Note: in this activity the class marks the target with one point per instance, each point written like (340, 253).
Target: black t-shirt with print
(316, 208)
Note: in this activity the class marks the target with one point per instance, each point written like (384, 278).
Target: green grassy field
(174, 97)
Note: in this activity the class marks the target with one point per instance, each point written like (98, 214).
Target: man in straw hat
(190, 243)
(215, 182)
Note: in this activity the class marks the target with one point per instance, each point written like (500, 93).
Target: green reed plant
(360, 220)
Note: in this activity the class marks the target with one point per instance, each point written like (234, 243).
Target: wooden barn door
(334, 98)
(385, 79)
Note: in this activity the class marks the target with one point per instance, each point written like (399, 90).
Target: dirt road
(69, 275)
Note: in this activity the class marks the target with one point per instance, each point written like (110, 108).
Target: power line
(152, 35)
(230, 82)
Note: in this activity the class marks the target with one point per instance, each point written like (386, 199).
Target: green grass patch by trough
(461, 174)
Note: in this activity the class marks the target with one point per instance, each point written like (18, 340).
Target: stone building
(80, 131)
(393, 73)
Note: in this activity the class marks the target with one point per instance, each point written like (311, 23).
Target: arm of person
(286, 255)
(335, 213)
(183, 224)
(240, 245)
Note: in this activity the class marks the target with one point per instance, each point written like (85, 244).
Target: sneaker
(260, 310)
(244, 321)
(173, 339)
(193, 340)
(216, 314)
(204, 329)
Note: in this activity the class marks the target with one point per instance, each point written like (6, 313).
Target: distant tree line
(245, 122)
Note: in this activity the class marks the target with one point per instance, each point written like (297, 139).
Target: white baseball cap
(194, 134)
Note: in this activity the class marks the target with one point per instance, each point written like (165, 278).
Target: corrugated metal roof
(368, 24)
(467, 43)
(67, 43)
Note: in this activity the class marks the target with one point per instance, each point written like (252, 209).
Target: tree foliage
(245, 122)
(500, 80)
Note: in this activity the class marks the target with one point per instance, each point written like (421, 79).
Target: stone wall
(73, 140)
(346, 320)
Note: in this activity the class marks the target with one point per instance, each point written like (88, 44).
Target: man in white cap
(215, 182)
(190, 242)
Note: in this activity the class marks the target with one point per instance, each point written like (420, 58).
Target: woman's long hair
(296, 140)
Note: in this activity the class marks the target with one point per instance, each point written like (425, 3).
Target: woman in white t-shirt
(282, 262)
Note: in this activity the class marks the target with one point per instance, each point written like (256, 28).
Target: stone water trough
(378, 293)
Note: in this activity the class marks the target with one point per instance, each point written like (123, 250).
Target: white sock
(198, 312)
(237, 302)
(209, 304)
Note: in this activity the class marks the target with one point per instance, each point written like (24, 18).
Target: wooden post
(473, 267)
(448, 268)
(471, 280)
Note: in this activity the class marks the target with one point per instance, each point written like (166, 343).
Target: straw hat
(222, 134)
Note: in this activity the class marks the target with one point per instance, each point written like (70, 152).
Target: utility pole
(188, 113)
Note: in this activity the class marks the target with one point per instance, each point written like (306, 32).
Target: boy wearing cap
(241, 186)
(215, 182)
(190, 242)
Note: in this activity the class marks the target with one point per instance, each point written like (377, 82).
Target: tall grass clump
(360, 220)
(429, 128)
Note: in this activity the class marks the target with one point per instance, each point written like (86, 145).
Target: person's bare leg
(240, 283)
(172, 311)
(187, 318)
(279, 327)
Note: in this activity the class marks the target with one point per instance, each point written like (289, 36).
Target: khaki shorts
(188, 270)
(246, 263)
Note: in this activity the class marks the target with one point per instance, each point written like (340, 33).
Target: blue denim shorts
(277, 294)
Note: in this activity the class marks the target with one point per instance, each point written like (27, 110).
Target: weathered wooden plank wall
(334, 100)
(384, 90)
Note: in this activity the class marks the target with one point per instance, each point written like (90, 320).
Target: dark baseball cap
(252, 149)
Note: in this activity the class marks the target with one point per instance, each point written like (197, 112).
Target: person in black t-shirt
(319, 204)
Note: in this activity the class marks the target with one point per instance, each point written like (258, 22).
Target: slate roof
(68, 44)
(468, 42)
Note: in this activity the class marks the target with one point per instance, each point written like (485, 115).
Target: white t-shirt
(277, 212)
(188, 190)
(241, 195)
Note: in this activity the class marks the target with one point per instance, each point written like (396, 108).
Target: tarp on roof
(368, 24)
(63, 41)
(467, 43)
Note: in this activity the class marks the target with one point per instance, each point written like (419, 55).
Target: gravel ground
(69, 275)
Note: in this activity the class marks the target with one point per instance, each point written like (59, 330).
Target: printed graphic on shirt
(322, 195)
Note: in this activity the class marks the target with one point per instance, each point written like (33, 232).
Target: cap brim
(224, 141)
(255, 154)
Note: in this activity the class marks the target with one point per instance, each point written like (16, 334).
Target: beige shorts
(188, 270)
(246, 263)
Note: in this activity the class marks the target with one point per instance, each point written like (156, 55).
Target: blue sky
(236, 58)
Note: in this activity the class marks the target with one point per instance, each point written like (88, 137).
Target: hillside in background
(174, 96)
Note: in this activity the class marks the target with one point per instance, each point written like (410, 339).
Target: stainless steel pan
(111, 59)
━━━━━━━━━━━━━━━━━━━━━━━━━━━━━━
WHAT THIS TASK INVOLVES -> Write out the material exactly as given.

RESULT OF THIS EXERCISE ->
Note: in this activity the class marks the target with one point per instance, each point written like (340, 253).
Target: black t-shirt with print
(316, 208)
Note: in this activity the class marks the target with one point per instance, each point written like (384, 278).
Target: green grassy field
(174, 97)
Note: in this activity the class marks the target with one point per instance, each point written like (98, 214).
Target: man in straw hat
(190, 243)
(215, 182)
Note: in this activity the class marks the target with one point per instance, each point written like (500, 93).
Target: green reed plant
(360, 220)
Note: in this activity the class marks the target with one point per instance, each point written like (234, 243).
Target: wooden barn door
(334, 98)
(385, 79)
Note: in this activity the class marks the target with one point per instance, each point written like (399, 90).
Target: dirt road
(69, 275)
Note: in this activity the class marks the target with one point per instance, each point written like (110, 108).
Target: power line
(152, 35)
(230, 82)
Note: in this activity the class marks the target with one point per instance, each point written like (386, 199).
Target: green grass patch by trough
(461, 174)
Note: in this activity the class marks the target with one point per instance, each point written like (18, 340).
Target: stone building
(80, 131)
(393, 73)
Note: in this activity the class marks the target with one point per instance, each point written like (311, 23).
Target: arm of person
(286, 255)
(335, 213)
(183, 224)
(240, 245)
Note: in this activity the class marks the target with one point per instance, each point written like (85, 244).
Target: sneaker
(260, 310)
(244, 321)
(173, 339)
(193, 340)
(216, 314)
(204, 329)
Note: in this activity the class marks the target with one point per instance, each point written like (6, 313).
Target: distant tree line
(245, 122)
Note: in this activity the class marks the target with one point per instance, each point written like (297, 139).
Target: white baseball cap
(194, 134)
Note: in this activity the class marks the target with one point per instance, each point written like (165, 278).
Target: corrugated metal roof
(368, 24)
(467, 43)
(67, 43)
Note: in this activity the class marks the target with one point per instance, each point written like (252, 209).
Target: tree foliage
(245, 122)
(500, 80)
Note: in this activity the class marks the target with one point per instance, each point written like (421, 79).
Target: stone wall
(73, 140)
(346, 320)
Note: in this activity the class marks the target with one point per instance, each point written like (88, 44).
Target: man in white cap
(215, 182)
(190, 242)
Note: in this activity the class marks the target with one point per instance, each point written like (420, 58).
Target: woman's long hair
(296, 140)
Note: in this activity the class marks the target with one point per instance, each point written like (425, 3).
Target: woman in white t-shirt
(282, 262)
Note: in this activity the class marks the target with one point per instance, each point written like (256, 28).
Target: stone water trough
(378, 293)
Note: in this activity the class marks the target with one point per instance, each point written like (123, 250).
Target: white sock
(198, 312)
(237, 302)
(209, 304)
Note: in this activity the class marks the target with one point per instance, each point written like (24, 18).
Target: wooden post
(473, 267)
(448, 268)
(471, 280)
Note: in this activity the class marks the target with one point per instance, each point written like (166, 343).
Target: straw hat
(222, 134)
Note: in this activity the class marks the target with one point per instance, each point written like (70, 152).
Target: utility pole
(188, 113)
Note: in this activity the class marks the target with one point per instance, each point written like (306, 32).
Target: boy wearing cap
(241, 186)
(215, 182)
(190, 242)
Note: in this activity the class marks the target with one point per instance, each point written like (377, 82).
Target: tall grass clump
(360, 220)
(429, 128)
Note: in this activity the class marks the target with one point per instance, each point written like (86, 145).
Target: person's bare leg
(240, 283)
(172, 311)
(187, 318)
(279, 327)
Note: in this activity the class marks the target with one point per instance, each point written like (289, 36).
Target: khaki shorts
(188, 270)
(246, 263)
Note: in this activity the class marks the target with one point per instance, each point written like (340, 33).
Target: blue denim shorts
(277, 294)
Note: in this activity the class marks the target with one point per instance, each point written like (27, 110).
Target: weathered wooden plank wall
(334, 100)
(384, 90)
Note: in this activity the class marks the target with one point per instance, each point written like (90, 320).
Target: dark baseball cap
(252, 149)
Note: in this activity the class marks the target with one point per instance, each point written like (197, 112).
Target: person in black t-shirt
(319, 204)
Note: in this activity the class marks the target with one point per instance, each point written like (258, 22).
Target: slate roof
(68, 44)
(468, 42)
Note: in this activity the class marks the target with one point per instance, each point written like (485, 115).
Target: white t-shirt
(277, 212)
(188, 190)
(241, 195)
Note: in this activity the class marks the target with one point per instance, each point written like (396, 108).
Target: tarp on roof
(368, 24)
(63, 41)
(467, 43)
Note: in this activity the class marks the target with one point per instance, each point written like (419, 55).
Target: gravel ground
(69, 275)
Note: in this activity the class marks the target with one point per instance, each point written like (59, 330).
Target: printed graphic on shirt
(322, 195)
Note: in this activity the class marks the target with one point per instance, each point written like (33, 232).
Target: cap brim
(224, 141)
(255, 154)
Note: in this activity the class marks the target with one point per instance, each point written like (16, 334).
Target: beige shorts
(188, 270)
(246, 263)
Note: in this activity the class marks the target with one point per instance, each point written like (156, 55).
Target: blue sky
(236, 58)
Note: in this activity the class marks the target with one point per instance, each point written like (88, 137).
Target: hillside in background
(174, 96)
Note: in this activity the class marks the target with one point per instance, each point written like (410, 339).
Target: stainless steel pan
(111, 59)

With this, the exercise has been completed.